EXTRAIT FOURNI:
________

France | France, Cour administrative d'appel de Paris, 5ème chambre, 07 juin 2023, 22PA01810


Vu la procédure suivante :

Procédure contentieuse antérieure :

M. et Mme A... ont demandé au tribunal administratif de Paris de prononcer la décharge des majorations pour manquement délibéré dont ont été assortis les rappels de taxe sur la valeur ajoutée pour la période du 1er janvier 2013 au 31 décembre 2015 et les cotisations supplémentaires d'impôt sur le revenu mis à leur charge au titre des années 2013 et 2014.

Par un jugement n° 2106860 du 21 février 2022, le tribunal administratif de Paris a rejeté leur demande.

Procédure devant la Cour :



Par une requête et deux mémoires enregistrés les 20 avril, 26 juillet et 19 octobre 2022, ...

Vu la procédure suivante :

Procédure contentieuse antérieure :

M. et Mme A... ont demandé au tribunal administratif de Paris de prononcer la décharge des majorations pour manquement délibéré dont ont été assortis les rappels de taxe sur la valeur ajoutée pour la période du 1er janvier 2013 au 31 décembre 2015 et les cotisations supplémentaires d'impôt sur le revenu mis à leur charge au titre des années 2013 et 2014.

Par un jugement n° 2106860 du 21 février 2022, le tribunal administratif de Paris a rejeté leur demande.

Procédure devant la Cour :

Par une requête et deux mémoires enregistrés les 20 avril, 26 juillet et 19 octobre 2022, M. et Mme A..., représentés par Me Mosser, demandent à la Cour, dans le dernier état de leurs écritures :

1°) d'annuler le jugement n° 2106860 du 21 février 2022 du tribunal administratif de Paris ;

2°) de prononcer la décharge de la somme de 69 137 euros correspondant aux majorations pour manquement délibéré assortissant les rappels de taxe sur la valeur ajoutée pour la période du 1er janvier 2013 au 31 décembre 2015 ainsi que les cotisations supplémentaires d'impôt sur le revenu mis à leur charge au titre des années 2013, 2014 et 2015 ;

3°) de mettre à la charge de l'Etat une somme de 1 000 euros au titre de l'article L. 761-1 du code de justice administrative.

________

Entrées de pointage et d'étiquetage:
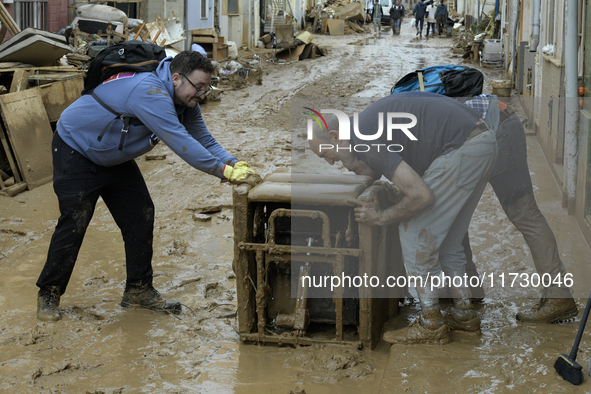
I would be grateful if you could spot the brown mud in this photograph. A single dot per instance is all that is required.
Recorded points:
(99, 347)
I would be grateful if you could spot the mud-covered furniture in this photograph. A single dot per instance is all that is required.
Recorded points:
(294, 226)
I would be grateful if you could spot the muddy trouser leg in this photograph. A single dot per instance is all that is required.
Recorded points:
(77, 188)
(512, 184)
(431, 240)
(132, 208)
(440, 26)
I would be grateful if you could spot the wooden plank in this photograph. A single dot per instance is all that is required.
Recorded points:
(20, 81)
(204, 32)
(7, 20)
(204, 40)
(11, 161)
(40, 69)
(54, 77)
(336, 27)
(3, 30)
(15, 189)
(30, 135)
(58, 96)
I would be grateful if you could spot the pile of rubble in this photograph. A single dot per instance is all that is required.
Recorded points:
(471, 42)
(98, 26)
(337, 17)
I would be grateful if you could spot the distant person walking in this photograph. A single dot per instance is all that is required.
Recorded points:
(419, 13)
(441, 14)
(377, 18)
(431, 9)
(369, 11)
(396, 16)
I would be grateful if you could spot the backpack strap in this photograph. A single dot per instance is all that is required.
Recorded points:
(126, 120)
(421, 81)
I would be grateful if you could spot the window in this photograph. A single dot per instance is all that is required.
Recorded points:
(551, 4)
(31, 13)
(233, 7)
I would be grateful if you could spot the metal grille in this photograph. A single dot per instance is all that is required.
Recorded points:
(32, 13)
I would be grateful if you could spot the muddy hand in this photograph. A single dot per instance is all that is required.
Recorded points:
(254, 178)
(394, 194)
(367, 212)
(236, 175)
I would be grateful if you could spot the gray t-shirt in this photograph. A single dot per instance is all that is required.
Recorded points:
(443, 124)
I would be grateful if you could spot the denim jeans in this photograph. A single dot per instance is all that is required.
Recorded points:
(431, 240)
(396, 25)
(78, 183)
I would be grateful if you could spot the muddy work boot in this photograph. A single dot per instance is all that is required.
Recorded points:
(147, 296)
(48, 301)
(556, 305)
(463, 318)
(423, 330)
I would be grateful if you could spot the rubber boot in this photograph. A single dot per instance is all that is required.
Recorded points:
(48, 301)
(556, 305)
(463, 317)
(428, 328)
(146, 296)
(476, 292)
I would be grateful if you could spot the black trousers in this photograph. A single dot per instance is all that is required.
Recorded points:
(78, 183)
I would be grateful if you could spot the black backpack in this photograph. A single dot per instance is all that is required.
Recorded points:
(136, 56)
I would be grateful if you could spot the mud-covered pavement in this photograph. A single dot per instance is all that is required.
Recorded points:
(99, 347)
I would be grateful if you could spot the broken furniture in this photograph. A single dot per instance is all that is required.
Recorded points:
(215, 46)
(294, 225)
(285, 39)
(7, 23)
(35, 47)
(38, 97)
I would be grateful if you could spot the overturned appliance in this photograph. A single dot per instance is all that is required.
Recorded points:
(295, 237)
(492, 54)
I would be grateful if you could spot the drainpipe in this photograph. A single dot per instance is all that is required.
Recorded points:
(515, 16)
(533, 46)
(571, 62)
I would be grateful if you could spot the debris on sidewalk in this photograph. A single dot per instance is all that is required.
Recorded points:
(35, 47)
(351, 14)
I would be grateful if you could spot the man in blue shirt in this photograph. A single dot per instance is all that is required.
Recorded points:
(93, 156)
(442, 173)
(419, 13)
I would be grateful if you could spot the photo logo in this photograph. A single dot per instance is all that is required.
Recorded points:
(345, 129)
(345, 124)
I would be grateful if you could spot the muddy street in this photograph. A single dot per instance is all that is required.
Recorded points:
(99, 347)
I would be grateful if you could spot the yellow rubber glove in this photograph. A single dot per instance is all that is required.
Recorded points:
(237, 175)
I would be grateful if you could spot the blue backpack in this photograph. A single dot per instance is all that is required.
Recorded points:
(452, 81)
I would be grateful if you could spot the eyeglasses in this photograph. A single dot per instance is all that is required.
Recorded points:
(199, 91)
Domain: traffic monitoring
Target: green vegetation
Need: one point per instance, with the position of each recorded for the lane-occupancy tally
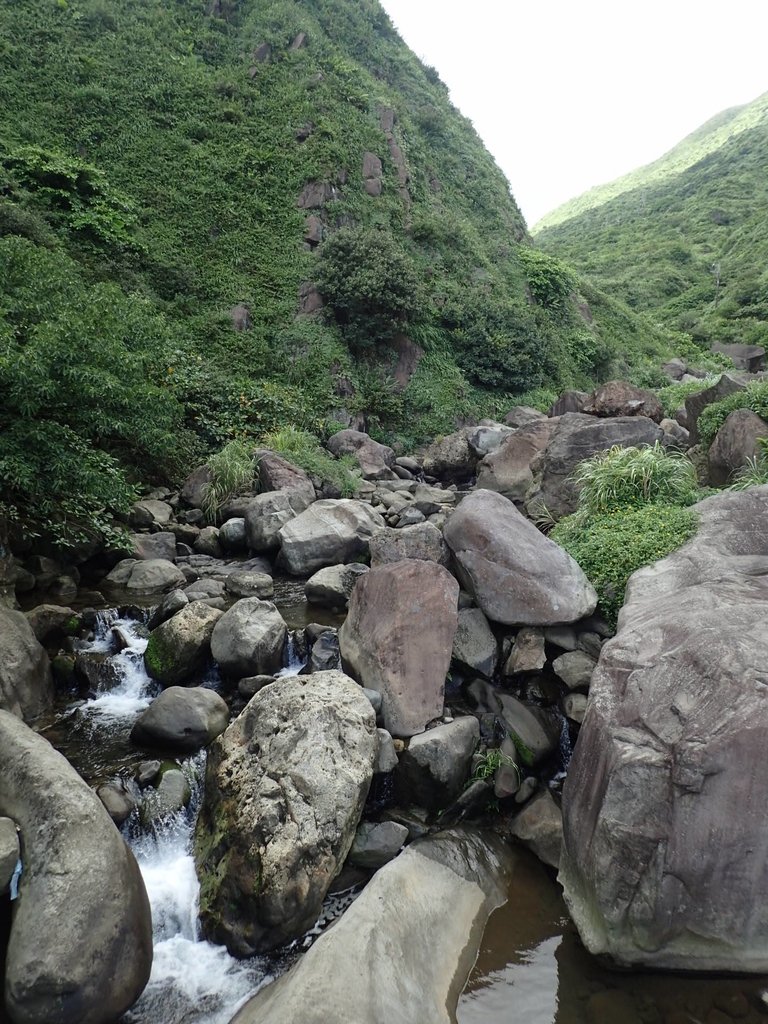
(172, 184)
(304, 450)
(631, 477)
(610, 547)
(683, 239)
(755, 397)
(632, 511)
(231, 469)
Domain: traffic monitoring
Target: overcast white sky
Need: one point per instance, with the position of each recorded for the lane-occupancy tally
(569, 94)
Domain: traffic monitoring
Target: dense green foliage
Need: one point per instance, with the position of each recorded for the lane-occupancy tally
(631, 477)
(612, 546)
(684, 238)
(755, 397)
(632, 511)
(173, 181)
(303, 449)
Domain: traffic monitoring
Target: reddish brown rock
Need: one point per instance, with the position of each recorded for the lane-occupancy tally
(397, 639)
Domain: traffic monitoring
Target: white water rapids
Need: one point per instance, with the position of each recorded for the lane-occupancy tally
(193, 981)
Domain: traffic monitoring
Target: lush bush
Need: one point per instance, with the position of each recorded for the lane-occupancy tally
(631, 477)
(714, 416)
(305, 451)
(610, 547)
(369, 284)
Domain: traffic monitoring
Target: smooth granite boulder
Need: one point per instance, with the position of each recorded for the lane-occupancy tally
(664, 806)
(397, 639)
(516, 574)
(430, 905)
(80, 948)
(26, 681)
(284, 793)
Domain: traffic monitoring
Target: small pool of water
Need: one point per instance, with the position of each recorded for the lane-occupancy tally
(532, 969)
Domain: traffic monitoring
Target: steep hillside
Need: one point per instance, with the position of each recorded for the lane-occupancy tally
(182, 187)
(684, 238)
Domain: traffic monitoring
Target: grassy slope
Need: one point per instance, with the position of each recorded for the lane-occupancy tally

________

ÉNONCÉ ÉCRIT A:
Relevez et recopiez chaque ligne de la liste qui contient la chaîne « white ».
ÉNONCÉ ÉCRIT B:
Poursuivez l'arrêt de la cour administrative d'appel en reprenant immédiatement après sa dernière phrase.
L'extrait et la liste ne présentent aucun lien entre eux.

RÉSULTAT ATTENDU A:
Target: overcast white sky
Target: white water rapids

RÉSULTAT ATTENDU B:
Ils soutiennent que :

- le quantum du litige s'élève à 69 137 euros en ce qu'il comprend la contestation des majorations pour manquement délibéré dont ont été assortis les rappels de TVA pour la période du 1er janvier 2013 au 31 décembre 2015 ainsi que les cotisations supplémentaires d'impôt sur le revenu au titre des années 2013, 2014 et 2015 ;

- l'administration fiscale n'apporte pas la preuve d'un manquement délibéré.

Par trois mémoires en défense, enregistrés les 14 juin, 12 septembre et 16 novembre 2022, le ministre de l'économie, des finances et de la souveraineté industrielle et numérique conclut au rejet de la requête, en ce que les conclusions tendant à une décharge des majorations pour manquement délibéré infligées avec le rehaussement des impositions sur le revenu au titre de l'année 2015 sont irrecevables pour méconnaître l'article R. 199-1 du livre des procédures fiscales, et en ce que, s'agissant des autres conclusions, le moyen invoqué à l'appui de celles-ci n'est pas fondé.

Vu les autres pièces du dossier.

Vu :

- le code général des impôts et le livre des procédures fiscales ;

- le code de justice administrative.

Les parties ont été régulièrement averties du jour de l'audience.

Ont été entendus au cours de l'audience publique :

- le rapport de M. Perroy,

- les conclusions de Mme Lescaut, rapporteure publique,

- et les observations de Me Mosser pour les époux A....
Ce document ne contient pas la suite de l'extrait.